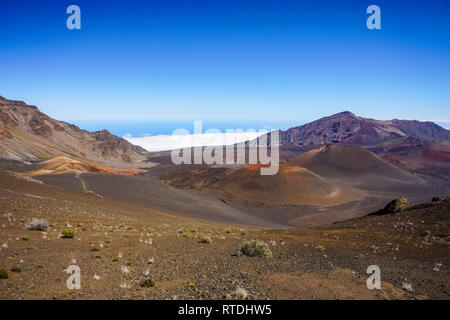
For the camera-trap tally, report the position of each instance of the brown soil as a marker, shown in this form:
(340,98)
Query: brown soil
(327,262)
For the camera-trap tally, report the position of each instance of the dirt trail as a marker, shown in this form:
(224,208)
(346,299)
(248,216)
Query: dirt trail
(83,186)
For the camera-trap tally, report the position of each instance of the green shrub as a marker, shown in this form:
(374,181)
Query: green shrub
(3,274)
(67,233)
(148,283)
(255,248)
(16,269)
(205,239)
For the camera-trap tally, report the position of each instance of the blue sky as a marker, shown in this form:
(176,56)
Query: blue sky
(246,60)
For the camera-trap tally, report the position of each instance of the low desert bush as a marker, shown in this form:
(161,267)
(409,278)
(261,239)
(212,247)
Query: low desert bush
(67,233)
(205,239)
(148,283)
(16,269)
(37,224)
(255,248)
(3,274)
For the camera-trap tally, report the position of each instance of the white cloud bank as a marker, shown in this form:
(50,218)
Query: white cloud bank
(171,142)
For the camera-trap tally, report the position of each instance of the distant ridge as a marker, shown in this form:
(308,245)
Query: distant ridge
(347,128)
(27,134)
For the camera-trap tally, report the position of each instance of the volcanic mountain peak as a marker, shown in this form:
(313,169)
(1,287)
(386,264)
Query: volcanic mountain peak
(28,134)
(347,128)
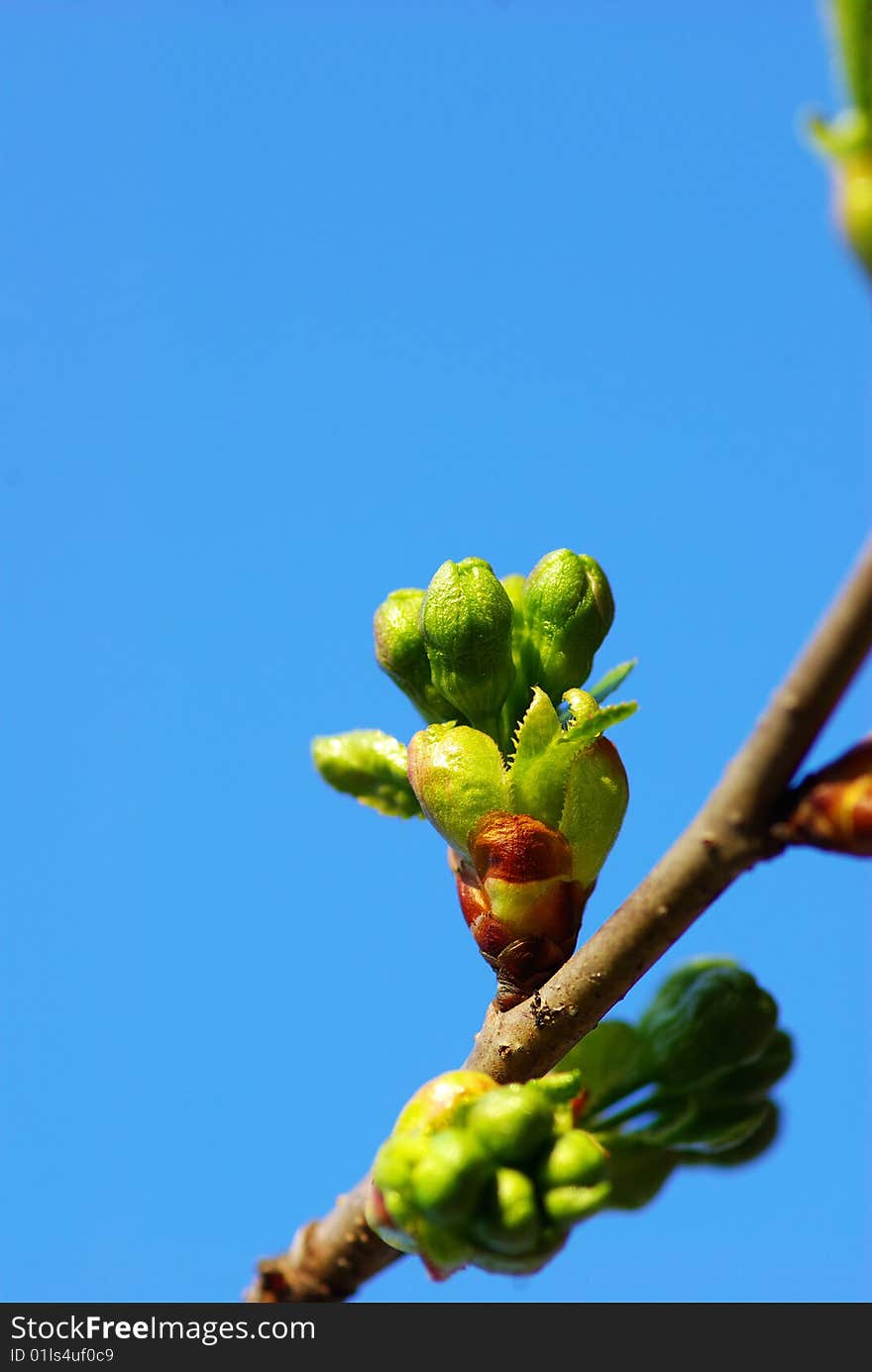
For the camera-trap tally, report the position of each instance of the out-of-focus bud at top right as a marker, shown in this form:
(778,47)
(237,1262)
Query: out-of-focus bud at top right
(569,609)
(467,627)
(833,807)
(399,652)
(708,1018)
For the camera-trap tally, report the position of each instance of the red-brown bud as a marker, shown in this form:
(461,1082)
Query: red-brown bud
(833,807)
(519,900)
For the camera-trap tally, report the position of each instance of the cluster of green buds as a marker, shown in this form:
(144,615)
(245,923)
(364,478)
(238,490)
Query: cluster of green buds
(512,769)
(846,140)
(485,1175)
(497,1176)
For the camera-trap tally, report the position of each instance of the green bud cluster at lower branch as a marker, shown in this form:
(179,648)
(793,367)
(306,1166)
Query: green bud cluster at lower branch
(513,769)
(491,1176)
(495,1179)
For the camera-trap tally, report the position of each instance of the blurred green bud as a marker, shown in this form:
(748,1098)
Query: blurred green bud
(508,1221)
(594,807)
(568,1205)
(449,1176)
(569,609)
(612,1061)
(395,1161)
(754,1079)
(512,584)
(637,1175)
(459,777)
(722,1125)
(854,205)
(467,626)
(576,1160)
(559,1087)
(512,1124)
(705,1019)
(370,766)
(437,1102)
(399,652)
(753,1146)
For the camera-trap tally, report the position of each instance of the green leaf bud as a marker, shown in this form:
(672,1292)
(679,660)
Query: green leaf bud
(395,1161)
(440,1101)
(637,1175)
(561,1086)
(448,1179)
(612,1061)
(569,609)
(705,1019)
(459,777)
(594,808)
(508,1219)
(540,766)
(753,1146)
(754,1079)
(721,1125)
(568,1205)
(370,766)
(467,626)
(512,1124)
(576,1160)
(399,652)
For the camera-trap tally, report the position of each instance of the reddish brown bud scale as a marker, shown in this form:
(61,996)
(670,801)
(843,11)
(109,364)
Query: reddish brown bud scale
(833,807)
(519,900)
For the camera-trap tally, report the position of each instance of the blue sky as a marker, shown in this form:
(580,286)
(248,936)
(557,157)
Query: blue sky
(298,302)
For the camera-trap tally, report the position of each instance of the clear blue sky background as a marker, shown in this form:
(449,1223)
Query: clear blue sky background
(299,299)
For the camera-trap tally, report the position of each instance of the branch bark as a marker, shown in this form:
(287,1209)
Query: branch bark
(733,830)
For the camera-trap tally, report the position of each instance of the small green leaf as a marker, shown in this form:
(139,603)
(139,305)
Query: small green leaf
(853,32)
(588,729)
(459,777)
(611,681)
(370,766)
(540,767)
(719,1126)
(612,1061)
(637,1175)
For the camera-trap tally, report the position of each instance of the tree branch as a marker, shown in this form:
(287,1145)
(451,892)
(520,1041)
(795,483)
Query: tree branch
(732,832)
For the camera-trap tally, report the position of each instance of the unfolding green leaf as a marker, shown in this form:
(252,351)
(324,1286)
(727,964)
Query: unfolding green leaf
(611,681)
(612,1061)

______

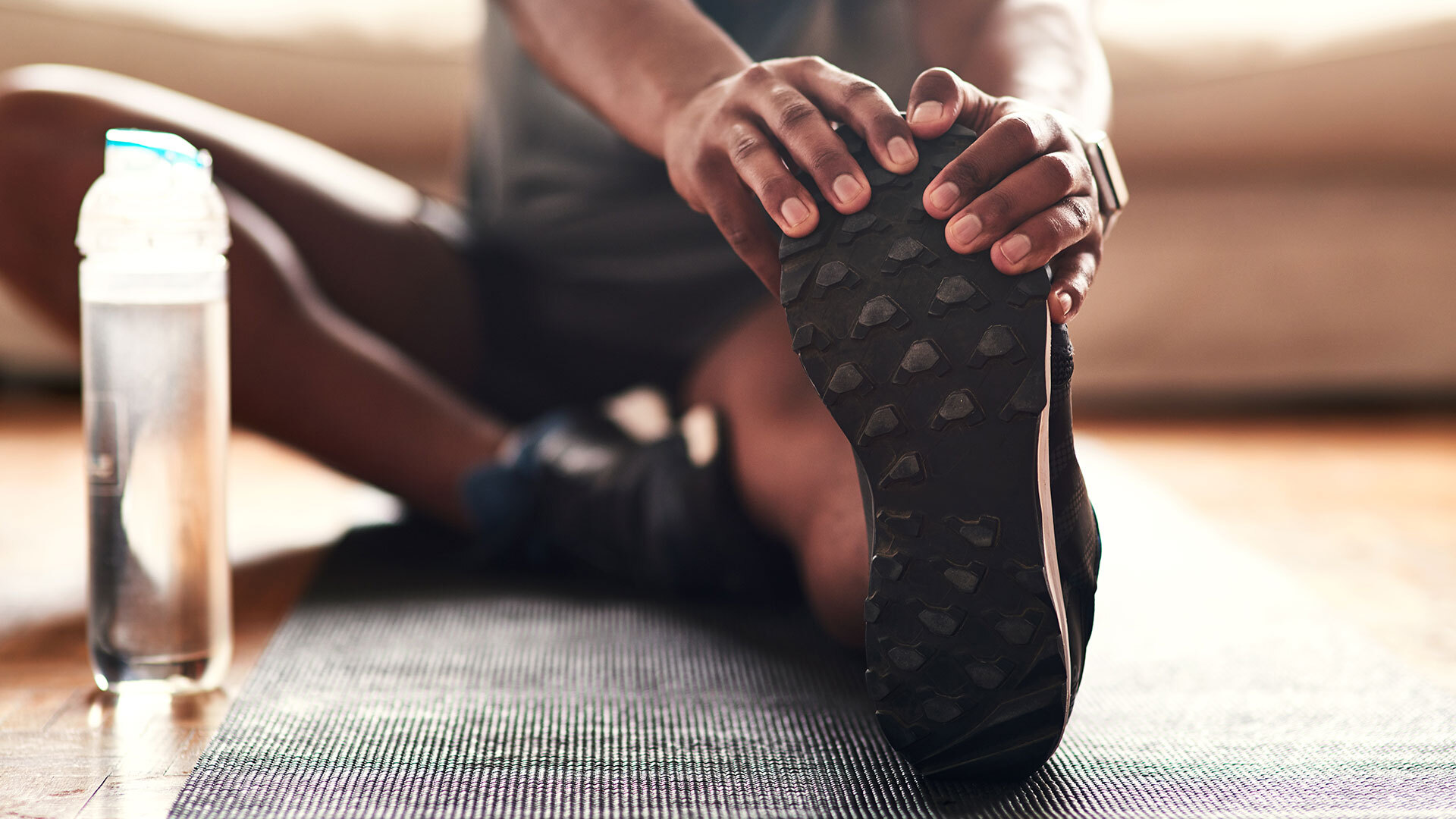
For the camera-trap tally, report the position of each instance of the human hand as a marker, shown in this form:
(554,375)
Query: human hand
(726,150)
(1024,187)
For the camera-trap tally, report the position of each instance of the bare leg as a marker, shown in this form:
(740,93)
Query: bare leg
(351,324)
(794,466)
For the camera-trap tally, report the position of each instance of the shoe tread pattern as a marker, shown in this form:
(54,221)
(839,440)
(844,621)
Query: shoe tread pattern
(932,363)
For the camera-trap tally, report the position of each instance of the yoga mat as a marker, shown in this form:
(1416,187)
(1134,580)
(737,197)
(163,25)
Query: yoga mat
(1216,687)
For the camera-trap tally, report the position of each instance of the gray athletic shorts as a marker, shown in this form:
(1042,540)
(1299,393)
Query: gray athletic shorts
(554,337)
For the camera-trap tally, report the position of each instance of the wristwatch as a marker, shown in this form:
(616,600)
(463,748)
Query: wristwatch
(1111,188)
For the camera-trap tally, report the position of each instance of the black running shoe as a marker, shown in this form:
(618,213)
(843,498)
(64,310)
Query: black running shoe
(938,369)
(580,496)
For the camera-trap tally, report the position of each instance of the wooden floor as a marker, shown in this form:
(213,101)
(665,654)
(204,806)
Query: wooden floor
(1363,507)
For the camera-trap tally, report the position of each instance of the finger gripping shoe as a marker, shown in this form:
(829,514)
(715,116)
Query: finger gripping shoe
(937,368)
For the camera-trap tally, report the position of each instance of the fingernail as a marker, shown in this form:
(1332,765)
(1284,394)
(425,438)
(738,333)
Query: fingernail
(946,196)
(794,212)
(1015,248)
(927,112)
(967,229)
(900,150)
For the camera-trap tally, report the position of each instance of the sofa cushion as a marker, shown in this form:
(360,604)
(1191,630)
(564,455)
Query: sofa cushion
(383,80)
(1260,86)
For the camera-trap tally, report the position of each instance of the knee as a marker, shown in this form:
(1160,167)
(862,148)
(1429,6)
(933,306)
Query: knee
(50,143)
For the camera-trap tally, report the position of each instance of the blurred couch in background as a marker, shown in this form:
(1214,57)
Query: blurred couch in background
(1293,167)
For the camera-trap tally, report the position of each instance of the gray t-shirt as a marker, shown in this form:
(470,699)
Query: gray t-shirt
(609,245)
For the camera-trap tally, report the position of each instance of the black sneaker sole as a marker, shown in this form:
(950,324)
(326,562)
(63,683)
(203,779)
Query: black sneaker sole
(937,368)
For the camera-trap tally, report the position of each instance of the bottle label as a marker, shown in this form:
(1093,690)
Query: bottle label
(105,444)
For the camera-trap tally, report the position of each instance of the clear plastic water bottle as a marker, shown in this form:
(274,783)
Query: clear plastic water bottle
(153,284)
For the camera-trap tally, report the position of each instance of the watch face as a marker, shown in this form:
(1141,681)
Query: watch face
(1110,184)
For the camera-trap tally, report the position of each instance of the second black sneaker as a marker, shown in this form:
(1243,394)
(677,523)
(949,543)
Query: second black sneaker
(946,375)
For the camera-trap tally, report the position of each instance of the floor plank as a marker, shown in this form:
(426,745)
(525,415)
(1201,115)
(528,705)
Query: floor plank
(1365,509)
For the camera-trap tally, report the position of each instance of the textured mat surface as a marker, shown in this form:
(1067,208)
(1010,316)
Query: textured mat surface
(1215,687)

______

■ WRITTEN EXERCISE ■
Please pull out every line of the records above that contains the word "right". Treat uppercase and lowercase as different.

■ RESULT FOR THIS EXERCISE ■
For the camera-trap tally, report the position of each instance of the out-of-focus bud at top right as a marker, shown in this form:
Query: out-of-focus bud at top right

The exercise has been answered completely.